[Stored records]
====================
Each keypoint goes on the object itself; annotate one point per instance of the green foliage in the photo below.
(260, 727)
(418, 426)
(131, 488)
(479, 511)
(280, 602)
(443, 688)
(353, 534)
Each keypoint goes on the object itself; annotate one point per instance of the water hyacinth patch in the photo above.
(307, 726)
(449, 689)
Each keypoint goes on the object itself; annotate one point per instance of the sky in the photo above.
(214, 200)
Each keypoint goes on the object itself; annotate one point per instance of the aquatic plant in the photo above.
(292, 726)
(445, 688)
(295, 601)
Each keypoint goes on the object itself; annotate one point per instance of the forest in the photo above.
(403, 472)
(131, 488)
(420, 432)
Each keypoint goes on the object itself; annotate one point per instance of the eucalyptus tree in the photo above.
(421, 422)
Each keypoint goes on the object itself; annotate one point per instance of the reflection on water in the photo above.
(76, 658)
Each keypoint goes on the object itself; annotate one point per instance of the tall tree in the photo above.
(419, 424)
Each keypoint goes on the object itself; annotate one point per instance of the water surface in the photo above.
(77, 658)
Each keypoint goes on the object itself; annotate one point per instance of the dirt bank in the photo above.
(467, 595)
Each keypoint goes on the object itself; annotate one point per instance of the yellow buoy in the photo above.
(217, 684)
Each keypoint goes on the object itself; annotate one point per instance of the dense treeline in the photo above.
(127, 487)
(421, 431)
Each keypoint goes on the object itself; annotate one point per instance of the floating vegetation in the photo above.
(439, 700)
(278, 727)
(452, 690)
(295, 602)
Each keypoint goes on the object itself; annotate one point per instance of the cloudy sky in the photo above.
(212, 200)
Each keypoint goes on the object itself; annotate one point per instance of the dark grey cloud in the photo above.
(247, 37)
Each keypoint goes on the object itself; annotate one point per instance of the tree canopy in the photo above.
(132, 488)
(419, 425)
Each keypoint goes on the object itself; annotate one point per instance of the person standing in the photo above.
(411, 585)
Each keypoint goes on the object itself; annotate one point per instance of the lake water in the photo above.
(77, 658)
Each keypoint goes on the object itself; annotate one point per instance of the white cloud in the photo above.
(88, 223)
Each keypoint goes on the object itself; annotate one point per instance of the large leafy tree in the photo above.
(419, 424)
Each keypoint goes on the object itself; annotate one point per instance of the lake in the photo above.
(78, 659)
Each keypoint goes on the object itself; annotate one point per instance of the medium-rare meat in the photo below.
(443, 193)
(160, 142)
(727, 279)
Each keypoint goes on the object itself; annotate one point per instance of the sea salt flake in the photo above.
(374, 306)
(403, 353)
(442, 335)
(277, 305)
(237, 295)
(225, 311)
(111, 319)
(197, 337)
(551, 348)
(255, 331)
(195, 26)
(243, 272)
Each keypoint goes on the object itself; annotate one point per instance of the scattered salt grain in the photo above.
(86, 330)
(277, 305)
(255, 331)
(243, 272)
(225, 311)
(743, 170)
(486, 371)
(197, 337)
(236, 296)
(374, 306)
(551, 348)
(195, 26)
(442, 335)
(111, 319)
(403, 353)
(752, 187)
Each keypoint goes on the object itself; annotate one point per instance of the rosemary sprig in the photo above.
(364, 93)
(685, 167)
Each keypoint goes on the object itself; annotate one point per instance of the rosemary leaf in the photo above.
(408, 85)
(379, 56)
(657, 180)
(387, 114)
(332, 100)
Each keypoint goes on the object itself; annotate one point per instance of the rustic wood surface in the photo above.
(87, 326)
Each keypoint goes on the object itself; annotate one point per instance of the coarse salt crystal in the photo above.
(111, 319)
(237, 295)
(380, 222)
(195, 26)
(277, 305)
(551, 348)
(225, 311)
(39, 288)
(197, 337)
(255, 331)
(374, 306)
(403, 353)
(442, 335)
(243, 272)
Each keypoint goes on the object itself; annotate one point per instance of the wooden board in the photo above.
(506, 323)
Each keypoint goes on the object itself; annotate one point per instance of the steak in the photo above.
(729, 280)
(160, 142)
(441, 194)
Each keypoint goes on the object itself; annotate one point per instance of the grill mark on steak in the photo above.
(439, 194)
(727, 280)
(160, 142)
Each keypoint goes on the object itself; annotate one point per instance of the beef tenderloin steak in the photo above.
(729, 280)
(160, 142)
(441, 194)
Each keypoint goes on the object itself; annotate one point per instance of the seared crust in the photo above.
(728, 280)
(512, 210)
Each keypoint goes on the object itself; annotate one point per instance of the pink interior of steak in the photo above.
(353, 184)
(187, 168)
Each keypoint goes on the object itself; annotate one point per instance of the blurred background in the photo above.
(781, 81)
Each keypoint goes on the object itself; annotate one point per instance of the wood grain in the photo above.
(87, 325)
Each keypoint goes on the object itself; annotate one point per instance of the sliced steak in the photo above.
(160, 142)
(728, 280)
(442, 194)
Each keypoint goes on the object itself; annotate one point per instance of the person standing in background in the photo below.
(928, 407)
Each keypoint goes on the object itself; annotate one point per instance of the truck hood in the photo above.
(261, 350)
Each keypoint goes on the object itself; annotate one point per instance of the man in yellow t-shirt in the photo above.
====================
What the task requires: Every line from the line containing "wood surface in the photo above." to the last line of the material above must be repeated exactly, and no other line.

Solution for this task:
Each keypoint goes on the object itself; annotate one point per instance of the rustic wood surface in the photo above.
(87, 326)
Each keypoint goes on the object itself; annotate one point per instance of the coarse salt crystal in the photo above.
(111, 319)
(237, 295)
(380, 222)
(195, 26)
(277, 305)
(551, 348)
(225, 311)
(39, 288)
(197, 337)
(255, 331)
(374, 306)
(403, 353)
(442, 335)
(243, 272)
Each keypoint goes on the object itself; annotate one point per instance of the wooden board in the photo above.
(506, 323)
Each keypoint goes on the object itself; annotate one point per instance of the steak in the photo above.
(729, 280)
(160, 142)
(441, 194)
Each keypoint goes on the object itself; annotate one point per instance of the grill mark on steak in the photo above.
(439, 194)
(727, 280)
(160, 142)
Each keypoint goes on the object itself; annotate one point per instance of the beef tenderloin steak in the photo above.
(729, 280)
(160, 142)
(441, 194)
Each keypoint goes on the object itself; annotate one point per instance of the seared crust in the photo above.
(728, 280)
(512, 210)
Each keypoint goes on the object itself; annotate one point per instance of the pink interior of steak in the photo above.
(353, 184)
(187, 168)
Each keypoint goes on the object itself; annotate one point per instance of the blurred background in the photo above.
(781, 81)
Each keypoint goes on the object itself; annotate one point per instance of the wood grain in the photo above.
(87, 325)
Each keypoint goes on the object itself; annotate one point per instance of the sliced steak in the photo above.
(160, 142)
(728, 280)
(442, 194)
Each keypoint goes on the object itself; annotate one point per instance of the person standing in background in the photo below.
(928, 407)
Each keypoint goes on the object itself; annotate one point per instance of the truck hood in the photo above.
(261, 350)
Each keypoint goes on the object itself; annotate one point per instance of the man in yellow t-shirt in the photo above.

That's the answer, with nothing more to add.